* START *

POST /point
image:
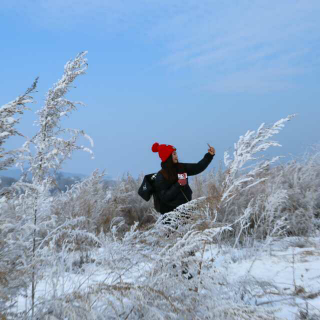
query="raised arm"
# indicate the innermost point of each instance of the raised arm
(196, 168)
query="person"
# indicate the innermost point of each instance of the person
(171, 183)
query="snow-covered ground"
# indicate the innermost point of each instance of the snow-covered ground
(282, 276)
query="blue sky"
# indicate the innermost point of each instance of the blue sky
(179, 72)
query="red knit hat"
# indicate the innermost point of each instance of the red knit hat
(164, 150)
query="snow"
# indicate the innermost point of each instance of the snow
(288, 276)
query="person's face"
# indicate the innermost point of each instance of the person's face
(174, 157)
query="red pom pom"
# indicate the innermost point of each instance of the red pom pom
(155, 147)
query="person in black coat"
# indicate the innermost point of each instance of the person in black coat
(171, 183)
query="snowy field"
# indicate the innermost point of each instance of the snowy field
(282, 277)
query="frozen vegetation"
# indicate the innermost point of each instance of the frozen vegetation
(247, 247)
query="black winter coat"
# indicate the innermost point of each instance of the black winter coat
(173, 195)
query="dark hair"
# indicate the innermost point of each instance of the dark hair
(170, 169)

* END *

▶ [Request]: Copy the listing above with "innermost" replaced by "central" everywhere it appears, changing nothing else. Omit the pictures.

▶ [Solution to the problem]:
POST /point
image:
query="raised arm"
# indicate the central point of each instance of the raised arm
(196, 168)
query="person"
# indicate the central point of each instance of the person
(171, 183)
query="snow-covered ground"
# indicate the central point of each instance of the snow-covered ground
(282, 276)
query="blue sky"
# indicate the central point of each instance of the blue sky
(179, 72)
query="red knit hat"
# indicate the central point of each instance of the red knit hat
(164, 150)
query="snow"
# indicate the central point of each instance of the snow
(288, 276)
query="person's face"
# indicate the central point of each instance of the person's face
(174, 157)
query="red pom pom"
# indicate the central point of each instance of the red pom pom
(155, 147)
query="person in black coat"
# indicate the central point of each instance of the person in black coat
(171, 183)
query="snowy field"
# indicate the central point of each instance of the snowy field
(282, 277)
query="frozen vegetation"
# indicate the central point of each instance of the frozen vegetation
(247, 247)
query="black winter coat"
# indicate the central point of each instance of the black winter coat
(173, 195)
query="dark hair"
# indicate the central point of each instance of the dark hair
(170, 169)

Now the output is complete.